The possibility that a pinpointed strategic investment will turn out to achieve quick results for a fraction of the price of a rolling area-wide regeneration programme is tantalising. It puts enormous pressure on the houses themselves to deliver. They need to make an impression, but not the common one of experimental social housing. Each of the gable-fronted variants has a prouder aspect than the traditional semis around them. A high percentage of the new homes will be semis but planned with a step in the building line which makes them almost as ‘separate’ as a detached, an aspiration underpinned by improved acoustic performance to the whole house and its vulnerable party walls. There are detached properties, linked by a ground-floor outrider storage room to create continuous frontage and shield back gardens.
The pattern book carries through to the use of a limited kit of parts for elevational details, repeated whether homes are 2-bed bungalows, 3-bed semis, apartments or duplexes. Hanging bay windows at first floor, to boost daylight and street surveillance in some duplex units, are the only element not repeated across the range. The rigour of almost no elevational variety is intended to help the impression that the different sites are all part of one thriving new neighbourhood.
The homes themselves will be built to Code Level 4 and will incorporate photovoltaic roof tiles in their simple roof pitches. This is probably the only expensive element in what is otherwise a cunning plan to get a lot for very little. With many councils - and the Treasury - watching, this project is one of the country’s most important.

Position annotation listing:
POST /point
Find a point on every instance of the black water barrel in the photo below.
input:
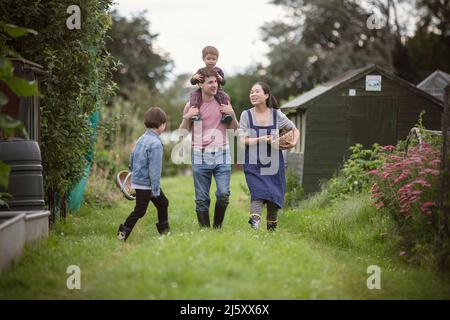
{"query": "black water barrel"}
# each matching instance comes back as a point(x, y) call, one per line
point(25, 179)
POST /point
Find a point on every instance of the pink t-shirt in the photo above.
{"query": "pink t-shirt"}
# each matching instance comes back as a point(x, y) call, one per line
point(208, 131)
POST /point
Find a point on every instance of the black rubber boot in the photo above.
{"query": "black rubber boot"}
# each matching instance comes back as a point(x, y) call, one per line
point(219, 215)
point(203, 219)
point(271, 225)
point(163, 227)
point(123, 232)
point(254, 220)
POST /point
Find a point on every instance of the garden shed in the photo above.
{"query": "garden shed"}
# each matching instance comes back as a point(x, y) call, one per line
point(367, 105)
point(435, 83)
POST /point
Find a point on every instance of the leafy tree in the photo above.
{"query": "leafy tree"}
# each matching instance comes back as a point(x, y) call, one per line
point(132, 43)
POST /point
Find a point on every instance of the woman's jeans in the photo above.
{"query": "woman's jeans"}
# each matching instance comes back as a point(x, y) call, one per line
point(205, 165)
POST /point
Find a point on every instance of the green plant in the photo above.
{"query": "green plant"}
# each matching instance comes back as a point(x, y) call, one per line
point(294, 191)
point(407, 185)
point(353, 178)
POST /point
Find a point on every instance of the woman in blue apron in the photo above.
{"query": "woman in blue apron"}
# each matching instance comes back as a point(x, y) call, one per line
point(264, 164)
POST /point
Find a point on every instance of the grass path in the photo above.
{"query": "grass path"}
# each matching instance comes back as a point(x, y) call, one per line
point(232, 263)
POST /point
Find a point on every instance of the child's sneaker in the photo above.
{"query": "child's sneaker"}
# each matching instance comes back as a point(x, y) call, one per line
point(254, 221)
point(123, 233)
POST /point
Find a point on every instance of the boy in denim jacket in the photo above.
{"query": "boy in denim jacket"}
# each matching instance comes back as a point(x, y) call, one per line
point(210, 55)
point(145, 167)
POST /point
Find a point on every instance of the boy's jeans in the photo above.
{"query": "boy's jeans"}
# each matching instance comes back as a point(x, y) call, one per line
point(205, 165)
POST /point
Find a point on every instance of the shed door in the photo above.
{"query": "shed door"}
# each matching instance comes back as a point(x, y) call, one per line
point(371, 120)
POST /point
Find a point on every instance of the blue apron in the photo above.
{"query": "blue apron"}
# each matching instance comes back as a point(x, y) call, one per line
point(262, 186)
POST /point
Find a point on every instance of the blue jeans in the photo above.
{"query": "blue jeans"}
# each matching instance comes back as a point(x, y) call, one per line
point(205, 165)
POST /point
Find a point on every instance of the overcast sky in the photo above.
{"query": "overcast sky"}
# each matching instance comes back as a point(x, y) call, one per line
point(186, 26)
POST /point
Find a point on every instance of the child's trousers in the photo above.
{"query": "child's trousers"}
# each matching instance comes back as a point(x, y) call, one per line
point(143, 197)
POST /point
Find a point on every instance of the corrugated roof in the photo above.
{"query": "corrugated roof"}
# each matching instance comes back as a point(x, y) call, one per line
point(306, 98)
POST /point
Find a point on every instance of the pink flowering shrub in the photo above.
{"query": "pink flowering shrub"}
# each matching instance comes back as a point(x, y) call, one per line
point(407, 186)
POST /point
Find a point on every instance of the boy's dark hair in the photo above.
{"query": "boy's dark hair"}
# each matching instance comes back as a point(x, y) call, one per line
point(210, 50)
point(270, 101)
point(206, 73)
point(154, 117)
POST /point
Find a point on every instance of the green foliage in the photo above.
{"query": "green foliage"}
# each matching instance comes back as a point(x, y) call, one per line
point(407, 186)
point(78, 80)
point(131, 42)
point(353, 177)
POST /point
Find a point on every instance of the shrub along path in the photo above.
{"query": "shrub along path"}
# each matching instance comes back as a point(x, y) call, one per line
point(316, 253)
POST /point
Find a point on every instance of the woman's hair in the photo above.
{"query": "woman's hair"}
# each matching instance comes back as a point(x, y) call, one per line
point(154, 117)
point(270, 101)
point(210, 50)
point(207, 72)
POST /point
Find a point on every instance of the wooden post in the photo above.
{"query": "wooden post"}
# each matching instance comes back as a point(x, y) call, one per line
point(444, 206)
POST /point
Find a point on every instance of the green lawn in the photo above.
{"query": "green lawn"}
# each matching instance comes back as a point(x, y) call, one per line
point(313, 255)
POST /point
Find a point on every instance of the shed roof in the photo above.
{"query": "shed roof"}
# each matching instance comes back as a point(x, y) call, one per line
point(305, 100)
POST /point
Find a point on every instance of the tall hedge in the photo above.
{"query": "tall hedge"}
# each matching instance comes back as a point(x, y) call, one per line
point(78, 80)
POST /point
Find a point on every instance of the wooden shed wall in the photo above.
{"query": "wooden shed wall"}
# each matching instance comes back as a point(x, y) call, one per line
point(328, 135)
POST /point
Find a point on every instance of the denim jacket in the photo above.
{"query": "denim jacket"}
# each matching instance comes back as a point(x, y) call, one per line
point(146, 161)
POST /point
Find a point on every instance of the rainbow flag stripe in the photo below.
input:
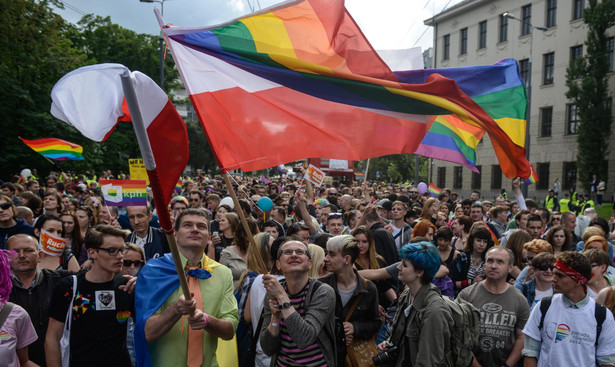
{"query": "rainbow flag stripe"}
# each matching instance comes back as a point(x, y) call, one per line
point(58, 149)
point(124, 192)
point(434, 191)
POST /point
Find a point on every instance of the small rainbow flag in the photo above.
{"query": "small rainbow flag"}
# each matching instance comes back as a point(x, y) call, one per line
point(124, 192)
point(58, 149)
point(533, 176)
point(434, 191)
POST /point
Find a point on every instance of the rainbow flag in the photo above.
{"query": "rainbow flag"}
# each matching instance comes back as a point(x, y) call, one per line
point(58, 149)
point(434, 191)
point(295, 77)
point(124, 192)
point(498, 89)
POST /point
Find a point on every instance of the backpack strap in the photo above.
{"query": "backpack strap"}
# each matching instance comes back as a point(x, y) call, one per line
point(545, 303)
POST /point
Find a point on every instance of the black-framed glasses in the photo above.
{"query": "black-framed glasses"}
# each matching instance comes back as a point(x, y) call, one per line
point(136, 263)
point(113, 251)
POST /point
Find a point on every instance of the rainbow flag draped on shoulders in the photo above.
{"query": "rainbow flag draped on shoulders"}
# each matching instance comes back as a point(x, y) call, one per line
point(57, 149)
point(300, 80)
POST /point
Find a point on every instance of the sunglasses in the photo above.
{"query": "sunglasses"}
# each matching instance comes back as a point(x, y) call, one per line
point(129, 263)
point(545, 267)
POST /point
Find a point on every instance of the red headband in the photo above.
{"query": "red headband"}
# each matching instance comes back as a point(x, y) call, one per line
point(578, 277)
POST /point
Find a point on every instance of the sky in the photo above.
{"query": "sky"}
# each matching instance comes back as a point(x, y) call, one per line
point(388, 24)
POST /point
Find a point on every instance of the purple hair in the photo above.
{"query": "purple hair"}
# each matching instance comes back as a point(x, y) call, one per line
point(5, 274)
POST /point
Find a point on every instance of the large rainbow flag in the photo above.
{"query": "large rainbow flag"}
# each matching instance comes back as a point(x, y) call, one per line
point(301, 80)
point(58, 149)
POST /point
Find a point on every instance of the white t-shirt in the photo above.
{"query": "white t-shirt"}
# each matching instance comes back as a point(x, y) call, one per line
point(568, 335)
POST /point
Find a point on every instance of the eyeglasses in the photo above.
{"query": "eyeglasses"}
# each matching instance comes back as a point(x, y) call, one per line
point(545, 267)
point(113, 251)
point(137, 263)
point(299, 252)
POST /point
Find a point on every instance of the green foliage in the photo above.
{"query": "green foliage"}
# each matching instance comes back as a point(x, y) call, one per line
point(587, 83)
point(396, 168)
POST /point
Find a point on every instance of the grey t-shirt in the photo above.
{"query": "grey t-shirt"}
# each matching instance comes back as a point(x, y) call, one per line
point(500, 315)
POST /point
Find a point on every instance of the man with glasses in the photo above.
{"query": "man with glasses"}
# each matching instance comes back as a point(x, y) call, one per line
point(100, 307)
point(298, 322)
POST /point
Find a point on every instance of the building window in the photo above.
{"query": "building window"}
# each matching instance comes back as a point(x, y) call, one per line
point(463, 44)
point(548, 68)
point(610, 44)
point(526, 19)
point(482, 34)
point(575, 53)
point(551, 20)
point(524, 70)
point(476, 179)
point(496, 177)
point(458, 177)
point(572, 119)
point(503, 37)
point(546, 121)
point(441, 176)
point(542, 170)
point(570, 175)
point(577, 9)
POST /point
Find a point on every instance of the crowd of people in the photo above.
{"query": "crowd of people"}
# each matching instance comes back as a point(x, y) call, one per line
point(327, 276)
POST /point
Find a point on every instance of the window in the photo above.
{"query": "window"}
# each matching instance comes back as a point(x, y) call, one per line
point(458, 177)
point(570, 175)
point(524, 70)
point(546, 121)
point(482, 34)
point(526, 19)
point(463, 44)
point(572, 119)
point(542, 170)
point(503, 28)
point(496, 177)
point(548, 68)
point(476, 179)
point(575, 53)
point(441, 176)
point(609, 51)
point(551, 20)
point(577, 9)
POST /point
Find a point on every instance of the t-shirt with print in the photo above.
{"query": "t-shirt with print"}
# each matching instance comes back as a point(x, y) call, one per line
point(568, 335)
point(17, 332)
point(500, 315)
point(100, 315)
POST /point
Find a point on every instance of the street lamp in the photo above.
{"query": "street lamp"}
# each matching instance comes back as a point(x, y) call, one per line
point(529, 88)
point(161, 2)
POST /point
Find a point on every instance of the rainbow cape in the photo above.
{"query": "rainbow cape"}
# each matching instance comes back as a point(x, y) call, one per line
point(301, 80)
point(58, 149)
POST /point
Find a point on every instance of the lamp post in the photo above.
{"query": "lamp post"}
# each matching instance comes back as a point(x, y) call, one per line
point(161, 2)
point(529, 90)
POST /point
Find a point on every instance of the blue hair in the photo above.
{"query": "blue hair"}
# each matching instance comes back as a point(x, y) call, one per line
point(423, 256)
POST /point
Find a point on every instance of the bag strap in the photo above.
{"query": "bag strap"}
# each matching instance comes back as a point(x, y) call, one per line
point(6, 310)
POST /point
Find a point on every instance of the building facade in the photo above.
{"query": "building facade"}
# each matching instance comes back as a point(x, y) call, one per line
point(543, 36)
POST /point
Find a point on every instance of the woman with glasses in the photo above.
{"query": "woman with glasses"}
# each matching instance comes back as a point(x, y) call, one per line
point(542, 284)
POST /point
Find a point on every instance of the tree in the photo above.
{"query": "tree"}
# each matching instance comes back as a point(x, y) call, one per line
point(587, 82)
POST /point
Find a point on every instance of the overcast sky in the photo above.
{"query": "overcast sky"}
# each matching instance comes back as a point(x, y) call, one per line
point(388, 24)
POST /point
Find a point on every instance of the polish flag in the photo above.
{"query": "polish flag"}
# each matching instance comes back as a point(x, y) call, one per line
point(91, 99)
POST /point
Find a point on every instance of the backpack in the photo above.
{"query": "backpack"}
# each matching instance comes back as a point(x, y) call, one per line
point(599, 314)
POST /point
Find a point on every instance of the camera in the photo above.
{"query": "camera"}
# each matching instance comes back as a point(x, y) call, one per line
point(388, 356)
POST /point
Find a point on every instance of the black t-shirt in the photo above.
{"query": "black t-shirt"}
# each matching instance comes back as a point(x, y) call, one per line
point(100, 315)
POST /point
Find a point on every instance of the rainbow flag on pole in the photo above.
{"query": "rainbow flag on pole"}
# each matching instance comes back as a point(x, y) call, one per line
point(58, 149)
point(124, 192)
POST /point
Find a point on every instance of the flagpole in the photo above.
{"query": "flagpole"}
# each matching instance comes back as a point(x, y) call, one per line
point(150, 165)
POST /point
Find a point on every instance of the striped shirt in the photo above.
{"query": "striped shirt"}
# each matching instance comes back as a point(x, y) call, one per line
point(290, 354)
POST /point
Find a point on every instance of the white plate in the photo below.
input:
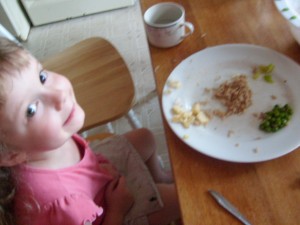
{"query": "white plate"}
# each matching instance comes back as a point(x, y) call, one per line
point(208, 69)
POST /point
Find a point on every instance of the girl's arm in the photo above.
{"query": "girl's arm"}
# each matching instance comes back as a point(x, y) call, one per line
point(119, 200)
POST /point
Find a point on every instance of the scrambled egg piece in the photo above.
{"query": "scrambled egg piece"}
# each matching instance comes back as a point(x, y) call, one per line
point(195, 116)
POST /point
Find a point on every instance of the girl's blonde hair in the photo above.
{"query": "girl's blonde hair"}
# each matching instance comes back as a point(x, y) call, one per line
point(13, 58)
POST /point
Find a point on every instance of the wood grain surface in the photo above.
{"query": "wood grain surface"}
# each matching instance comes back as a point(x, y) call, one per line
point(102, 82)
point(267, 193)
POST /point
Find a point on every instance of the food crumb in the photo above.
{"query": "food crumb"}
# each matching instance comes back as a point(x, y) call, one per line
point(174, 84)
point(185, 137)
point(230, 133)
point(235, 95)
point(273, 97)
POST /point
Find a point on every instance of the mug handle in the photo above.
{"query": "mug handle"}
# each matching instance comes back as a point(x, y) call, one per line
point(190, 27)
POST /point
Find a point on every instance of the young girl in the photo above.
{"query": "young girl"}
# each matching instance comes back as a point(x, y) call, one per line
point(50, 175)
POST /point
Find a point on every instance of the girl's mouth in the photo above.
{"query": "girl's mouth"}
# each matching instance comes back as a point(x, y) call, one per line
point(71, 115)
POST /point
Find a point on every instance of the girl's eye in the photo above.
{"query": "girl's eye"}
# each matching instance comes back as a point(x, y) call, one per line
point(43, 76)
point(31, 110)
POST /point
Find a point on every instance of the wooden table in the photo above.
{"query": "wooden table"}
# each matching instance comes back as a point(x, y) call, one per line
point(268, 193)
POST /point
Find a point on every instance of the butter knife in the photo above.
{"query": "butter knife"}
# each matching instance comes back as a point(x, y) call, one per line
point(229, 207)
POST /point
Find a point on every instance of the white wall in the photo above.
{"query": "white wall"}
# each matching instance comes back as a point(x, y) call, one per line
point(13, 19)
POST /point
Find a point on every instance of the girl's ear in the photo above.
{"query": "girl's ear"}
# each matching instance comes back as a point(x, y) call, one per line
point(8, 159)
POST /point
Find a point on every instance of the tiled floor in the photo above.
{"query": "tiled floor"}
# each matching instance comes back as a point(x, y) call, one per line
point(125, 30)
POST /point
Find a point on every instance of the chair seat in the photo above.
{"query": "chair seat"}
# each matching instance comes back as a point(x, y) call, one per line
point(102, 82)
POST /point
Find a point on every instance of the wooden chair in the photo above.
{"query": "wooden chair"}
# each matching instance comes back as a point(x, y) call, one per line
point(102, 82)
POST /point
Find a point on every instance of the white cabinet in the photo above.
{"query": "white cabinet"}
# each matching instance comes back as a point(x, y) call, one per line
point(47, 11)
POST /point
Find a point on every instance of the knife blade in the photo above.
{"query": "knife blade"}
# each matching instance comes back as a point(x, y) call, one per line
point(228, 206)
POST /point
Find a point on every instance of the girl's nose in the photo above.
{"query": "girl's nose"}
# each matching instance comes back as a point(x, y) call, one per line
point(57, 97)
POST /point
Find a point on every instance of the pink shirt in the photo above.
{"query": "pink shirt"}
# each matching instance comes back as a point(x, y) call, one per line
point(69, 196)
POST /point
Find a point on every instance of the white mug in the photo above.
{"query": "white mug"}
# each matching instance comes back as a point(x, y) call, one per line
point(165, 24)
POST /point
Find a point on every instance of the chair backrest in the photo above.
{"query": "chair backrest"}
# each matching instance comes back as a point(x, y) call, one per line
point(102, 82)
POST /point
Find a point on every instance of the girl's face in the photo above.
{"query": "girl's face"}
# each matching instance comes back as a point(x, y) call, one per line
point(41, 112)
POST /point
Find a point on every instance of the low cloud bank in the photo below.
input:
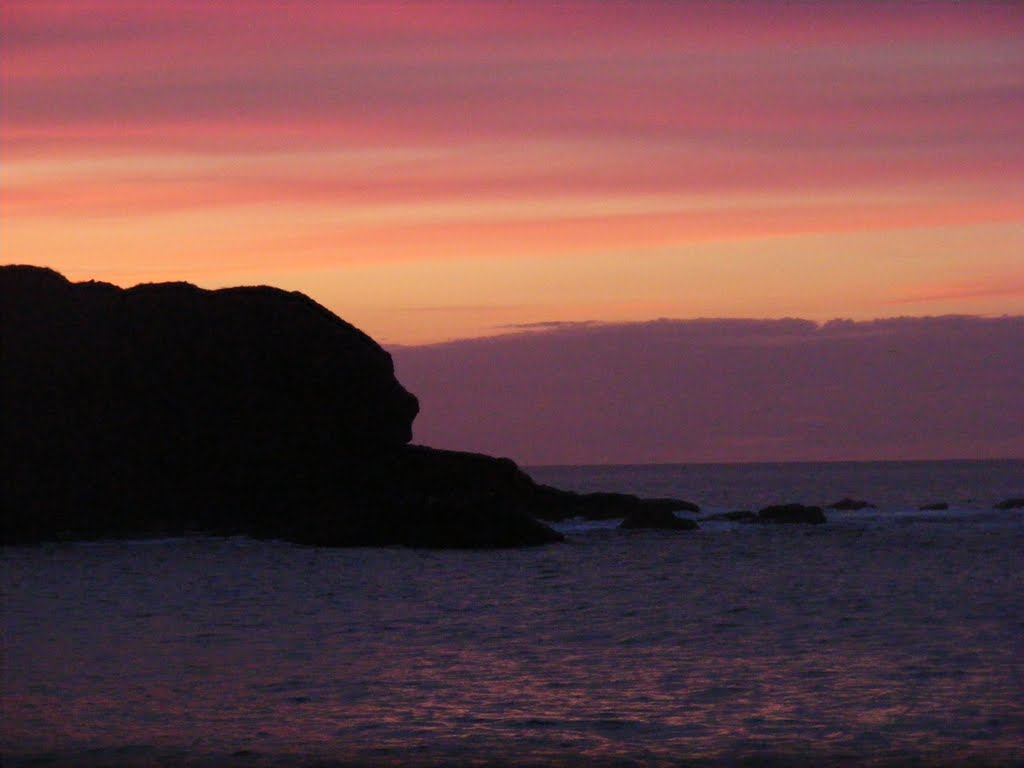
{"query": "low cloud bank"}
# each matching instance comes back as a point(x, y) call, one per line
point(727, 390)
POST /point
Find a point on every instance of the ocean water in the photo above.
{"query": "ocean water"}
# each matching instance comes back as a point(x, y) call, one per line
point(885, 637)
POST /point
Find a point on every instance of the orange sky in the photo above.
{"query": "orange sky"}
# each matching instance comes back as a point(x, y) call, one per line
point(443, 170)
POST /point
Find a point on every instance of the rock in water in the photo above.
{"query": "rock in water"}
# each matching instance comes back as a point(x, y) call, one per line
point(166, 408)
point(791, 513)
point(851, 505)
point(1011, 504)
point(658, 518)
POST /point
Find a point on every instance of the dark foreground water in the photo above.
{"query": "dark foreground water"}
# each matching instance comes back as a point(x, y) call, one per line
point(883, 637)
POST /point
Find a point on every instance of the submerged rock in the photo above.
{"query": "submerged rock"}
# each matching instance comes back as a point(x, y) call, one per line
point(741, 515)
point(791, 513)
point(1011, 504)
point(164, 409)
point(555, 505)
point(851, 505)
point(654, 517)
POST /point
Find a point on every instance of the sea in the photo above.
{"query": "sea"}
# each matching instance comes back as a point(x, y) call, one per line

▶ **WHAT THE TASK ASKS**: In the housing design text, which elevational element is the only one not repeated across the range of homes? The listing has no connection to the housing design text.

▶ **SOLUTION**: Hanging bay windows at first floor, used in some duplex units.